=== Text excerpt ===

- First tankōbon volume cover, featuring Gesicht
- Genre: Mystery; Science fiction thriller; Superhero;
- Created by: Osamu Tezuka
- Written by: Naoki Urasawa; Takashi Nagasaki;
- Illustrated by: Naoki Urasawa
- Published by: Shogakukan
- English publisher: NA: Viz Media;
- Magazine: Big Comic Original
- Original run: September 5, 2003 – April 4, 2009
- Volumes: 8
- Pluto (2023);
- Anime and manga portal

= Pluto: Urasawa x Tezuka =

Japanese manga series

Pluto: Urasawa x Tezuka (stylized in all caps), or simply Pluto, is a Japanese manga series written and illustrated by Naoki Urasawa. It was serialized in Shogakukan's seinen manga magazine Big Comic Original from September 2003 to April 2009, with its chapters collected into eight tankōbon volumes. The series is based on Osamu Tezuka's Astro Boy, specifically "The Greatest Robot on Earth" story arc, and named after the arc's chief villain. Urasawa reinterprets the story as a suspenseful murder mystery starring Gesicht, a Europol robot detective trying to solve the case of a string of robot and human deaths. Takashi Nagasaki is credited as the series' co-author. Macoto Tezka, Tezuka's son, supervised the series, and Tezuka Productions is listed as having given cooperation.

The series was licensed and released in English in North America by Viz Media. A play adaptation directed by Sidi Larbi Cherkaoui opened in January 2015 and has been performed internationally. An original net animation (ONA) adaptation, produced by Genco with animation production services by Studio M2, premiered in its entirety on Netflix in October 2023.

Pluto was a critical and commercial success, winning several awards, including the ninth Tezuka Osamu Cultural Prize, and selling over 10 million copies.

==Plot==
Pluto follows the Europol robot detective Gesicht in his attempts to solve the case of a string of robot and human deaths around the world where all the victims have objects shoved into or positioned by their heads, imitating horns. The case becomes more puzzling when evidence suggests a robot is responsible for the murders, which would make it the first time a robot has killed a human in eight years. All seven of the great robots of the world (the most scientifically advanced, which have the potential to become weapons of mass destruction) seem to be the killer's targets, and the murdered humans are connected to preserving the International Robot Laws, which grant robots equal rights.

==Characters==
- Gesicht (ゲジヒト, Gejihito)
A German robot inspector working for Europol. His body is made out of an alloy called "zeronium", and he is capable of firing a devastating blast using the alloy as shell. He and his wife, Helena, both have a human appearance.
- Atom (アトム, Atomu)
A Japanese boy robot who was formerly the peace ambassador toward the end of the 39th Central Asian War. His artificial intelligence and sensors are more advanced than the other seven great robots of the world.

=== Records supplied ===

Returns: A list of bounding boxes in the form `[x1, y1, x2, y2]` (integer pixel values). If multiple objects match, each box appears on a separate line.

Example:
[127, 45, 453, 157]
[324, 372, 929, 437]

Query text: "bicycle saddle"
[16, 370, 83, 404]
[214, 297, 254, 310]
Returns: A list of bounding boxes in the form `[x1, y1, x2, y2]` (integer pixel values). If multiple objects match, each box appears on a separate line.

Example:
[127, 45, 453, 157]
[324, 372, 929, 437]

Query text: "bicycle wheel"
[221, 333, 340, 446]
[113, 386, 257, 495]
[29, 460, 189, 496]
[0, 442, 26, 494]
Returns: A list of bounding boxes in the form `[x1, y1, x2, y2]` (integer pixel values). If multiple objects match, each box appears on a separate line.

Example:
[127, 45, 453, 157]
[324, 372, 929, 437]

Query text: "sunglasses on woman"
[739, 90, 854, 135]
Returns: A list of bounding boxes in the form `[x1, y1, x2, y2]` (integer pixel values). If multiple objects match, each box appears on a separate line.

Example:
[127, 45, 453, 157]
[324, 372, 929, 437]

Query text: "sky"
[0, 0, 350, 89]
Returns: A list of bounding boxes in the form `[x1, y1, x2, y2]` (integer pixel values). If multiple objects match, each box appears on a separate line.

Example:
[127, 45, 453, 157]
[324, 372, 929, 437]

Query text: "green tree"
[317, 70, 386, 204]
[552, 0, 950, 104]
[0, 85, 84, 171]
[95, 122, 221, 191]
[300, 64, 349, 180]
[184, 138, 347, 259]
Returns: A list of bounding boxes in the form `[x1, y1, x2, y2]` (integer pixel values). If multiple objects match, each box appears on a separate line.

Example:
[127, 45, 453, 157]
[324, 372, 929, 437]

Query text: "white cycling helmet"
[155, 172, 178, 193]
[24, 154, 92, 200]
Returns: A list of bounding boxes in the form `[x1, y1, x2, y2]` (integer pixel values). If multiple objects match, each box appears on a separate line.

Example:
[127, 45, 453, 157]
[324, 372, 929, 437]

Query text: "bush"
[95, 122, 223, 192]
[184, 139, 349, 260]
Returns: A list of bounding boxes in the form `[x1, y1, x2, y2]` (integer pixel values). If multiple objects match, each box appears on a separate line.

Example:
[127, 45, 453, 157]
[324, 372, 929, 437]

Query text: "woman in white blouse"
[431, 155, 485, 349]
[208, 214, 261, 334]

===

▶ [Task list]:
a – According to the Pluto article, in which magazine was the series serialized?
b – Rewrite the stretch of rows from the start through the line containing "[24, 154, 92, 200]", keeping every line, requests included. Raise each bounding-box coordinate in the answers by 74.
The Pluto article and the rows have no connection to each other.

▶ [Results in order]:
a – It was serialized in Shogakukan's seinen manga magazine Big Comic Original.

b –
Returns: A list of bounding boxes in the form `[x1, y1, x2, y2]` (integer pixel values). If multiple objects match, each box appears on a separate line.

Example:
[127, 45, 453, 157]
[324, 372, 929, 437]

Query text: "bicycle saddle"
[90, 444, 157, 478]
[288, 371, 328, 384]
Returns: A list of bounding boxes in the form `[x1, y1, x2, y2]` (integer pixel values). If multiple objects match, each box appears on a separate line.

Example:
[127, 45, 453, 157]
[324, 372, 929, 437]

Query text: "bicycle wheel"
[295, 407, 414, 520]
[187, 460, 331, 569]
[103, 534, 263, 570]
[74, 516, 100, 568]
Returns: A list of bounding boxes in the form `[x1, y1, x2, y2]` (integer pixel values). If multiple objects match, each box appears on a separate line.

Example:
[127, 45, 453, 157]
[324, 372, 929, 437]

Query text: "sunglasses on woman"
[813, 164, 928, 209]
Returns: A list of bounding boxes in the form `[x1, y1, x2, y2]` (integer pixel values). If multiple objects match, each box appears on a separate line.

Example:
[127, 45, 453, 157]
[324, 372, 929, 437]

Query text: "sky"
[74, 74, 424, 163]
Returns: A list of bounding boxes in the form `[x1, y1, x2, y2]` (integer pixel values). If multiple objects match, each box appears on a separate line.

Example:
[127, 45, 453, 157]
[324, 372, 929, 437]

Query text: "green tree"
[391, 144, 460, 278]
[626, 74, 1024, 178]
[74, 159, 158, 245]
[169, 196, 295, 265]
[374, 138, 423, 254]
[258, 212, 421, 333]
Returns: A list of bounding boxes in the form `[x1, y1, x2, y2]` (integer pixel values). If multiple objects match, each box appears on a separate line.

Example:
[127, 45, 453, 157]
[324, 372, 929, 437]

Query text: "white cycling helmet"
[229, 246, 252, 267]
[98, 228, 166, 274]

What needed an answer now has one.